DATA SUPPLIED Start Marker
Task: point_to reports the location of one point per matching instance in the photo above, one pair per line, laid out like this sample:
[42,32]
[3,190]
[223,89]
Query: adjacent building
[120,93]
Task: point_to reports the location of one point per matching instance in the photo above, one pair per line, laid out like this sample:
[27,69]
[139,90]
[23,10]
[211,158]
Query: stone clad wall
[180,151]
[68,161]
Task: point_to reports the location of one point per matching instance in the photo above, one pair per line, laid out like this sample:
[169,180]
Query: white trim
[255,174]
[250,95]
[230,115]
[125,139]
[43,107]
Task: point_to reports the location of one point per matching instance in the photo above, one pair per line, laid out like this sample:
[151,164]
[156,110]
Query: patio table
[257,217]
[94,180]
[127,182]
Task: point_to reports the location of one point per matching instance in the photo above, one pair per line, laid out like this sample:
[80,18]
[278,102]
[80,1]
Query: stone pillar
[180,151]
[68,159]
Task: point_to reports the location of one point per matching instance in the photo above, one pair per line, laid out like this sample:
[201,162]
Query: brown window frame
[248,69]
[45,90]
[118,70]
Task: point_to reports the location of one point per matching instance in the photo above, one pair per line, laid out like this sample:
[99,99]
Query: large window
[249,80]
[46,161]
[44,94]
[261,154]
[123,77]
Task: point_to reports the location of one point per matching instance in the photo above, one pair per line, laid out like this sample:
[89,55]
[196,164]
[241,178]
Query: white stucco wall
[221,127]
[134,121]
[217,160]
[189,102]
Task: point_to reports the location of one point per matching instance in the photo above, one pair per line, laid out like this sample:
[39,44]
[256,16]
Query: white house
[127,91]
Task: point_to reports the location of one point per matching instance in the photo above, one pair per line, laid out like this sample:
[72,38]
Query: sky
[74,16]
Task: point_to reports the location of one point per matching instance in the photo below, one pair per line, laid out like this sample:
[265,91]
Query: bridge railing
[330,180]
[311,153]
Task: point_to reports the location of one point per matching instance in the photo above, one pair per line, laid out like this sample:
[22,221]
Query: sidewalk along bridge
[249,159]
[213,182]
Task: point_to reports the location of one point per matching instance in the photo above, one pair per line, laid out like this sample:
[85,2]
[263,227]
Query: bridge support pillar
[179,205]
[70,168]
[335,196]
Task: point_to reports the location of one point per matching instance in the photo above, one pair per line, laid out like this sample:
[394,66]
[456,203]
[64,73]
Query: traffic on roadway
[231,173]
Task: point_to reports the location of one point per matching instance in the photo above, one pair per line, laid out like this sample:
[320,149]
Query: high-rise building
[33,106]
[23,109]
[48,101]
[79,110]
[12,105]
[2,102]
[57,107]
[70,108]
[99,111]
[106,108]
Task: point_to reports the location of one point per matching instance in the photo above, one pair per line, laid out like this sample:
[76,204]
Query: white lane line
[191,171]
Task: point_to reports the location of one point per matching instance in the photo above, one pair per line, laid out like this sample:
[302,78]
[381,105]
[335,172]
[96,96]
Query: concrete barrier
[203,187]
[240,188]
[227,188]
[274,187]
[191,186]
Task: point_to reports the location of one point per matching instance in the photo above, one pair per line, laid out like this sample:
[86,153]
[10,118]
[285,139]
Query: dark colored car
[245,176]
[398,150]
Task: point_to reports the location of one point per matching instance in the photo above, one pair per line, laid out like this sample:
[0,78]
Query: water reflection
DATA SUPPLIED End Marker
YOUR TASK
The entries above should be repeated exactly, every one of them.

SOLUTION TO THIS TASK
Task: point_to reports the location of one point per matching instance in the photo above, one pair per line, laid out like this sample:
[42,32]
[3,190]
[223,89]
Query: adjacent building
[120,93]
Task: point_to reports the location of one point per matching instance in the photo above, one pair per line, laid out like this sample:
[27,69]
[139,90]
[23,10]
[211,158]
Query: stone clad wall
[180,151]
[68,161]
Task: point_to reports the location of one point per matching instance in the photo above, one pair per line, laid out like this sample:
[169,180]
Query: white trim
[255,174]
[250,95]
[230,115]
[125,139]
[43,107]
Task: point_to reports the location of one point per matching instance in the photo above, one pair per line, laid out like this sample:
[151,164]
[156,110]
Query: patio table
[257,217]
[94,180]
[127,182]
Task: point_to reports the location of one point per matching instance in the photo above, one pair per line, laid out like this sample:
[80,18]
[278,102]
[80,1]
Query: stone pillar
[180,151]
[68,159]
Task: point_to reports the location of one point per matching instance in the photo above, one pair per line, laid out like this sample:
[201,162]
Query: brown window frame
[248,69]
[45,90]
[118,70]
Task: point_to reports the location of one point per matching instance in the photo above, one pair per line, laid out like this sample:
[99,99]
Query: large window
[249,80]
[46,161]
[44,94]
[261,154]
[123,77]
Task: point_to reports the location of one point per matching instance in the photo above, one pair per line, laid out like this sample:
[89,55]
[196,164]
[241,178]
Query: white stucco wall
[221,127]
[134,121]
[217,160]
[189,102]
Task: point_to reports the location of one point per matching instance in the photo above, one pair per line, laid out like this sample:
[39,44]
[256,16]
Query: white house
[127,91]
Task: point_to reports the location of one point per matching instance in the photo above, one pair per line, laid out like this sample:
[72,38]
Query: sky
[74,16]
Task: point_to reports the location of one point per matching instance in the photo below, one pair per line, laid out like this sample:
[265,91]
Query: bridge railing
[330,180]
[311,153]
Task: point_to reports the location of one point per matching instance in the photo above, one pair per line, laid out like this sample:
[22,221]
Query: sidewalk along bridge
[249,159]
[213,182]
Task: point_to reports the location of one point per matching instance in the photo above, one pair per line, laid out like this sample:
[85,2]
[263,227]
Query: bridge support pillar
[179,205]
[70,168]
[335,196]
Task: point_to reports the location of one point per matching instance in the photo above, one pair per line, laid out like this sample:
[394,66]
[456,203]
[64,73]
Query: traffic on roadway
[231,173]
Task: point_to reports the location of one point per matching instance in the photo above, one pair per line, laid out like this sample:
[320,149]
Query: high-rise building
[33,106]
[23,109]
[48,101]
[79,110]
[12,105]
[2,102]
[57,107]
[70,108]
[99,111]
[106,108]
Task: point_to reports the location of one point per matching instance in the photo above, one pair per line, laid out like this sample:
[76,204]
Query: white lane line
[191,171]
Task: point_to reports the location of one point per matching instance in the photo above, one pair per line, laid out like this sample:
[302,78]
[381,105]
[335,172]
[96,96]
Query: concrete barrier
[203,187]
[240,188]
[227,188]
[274,187]
[191,186]
Task: point_to reports the location of one point per matching instance in the photo above, one pair per line, laid out like this sample:
[86,153]
[10,118]
[285,139]
Query: dark colored car
[245,176]
[398,150]
Task: point_to reports the location of one point per matching instance in the photo above, one pair per line, laid out like this sample:
[0,78]
Query: water reflection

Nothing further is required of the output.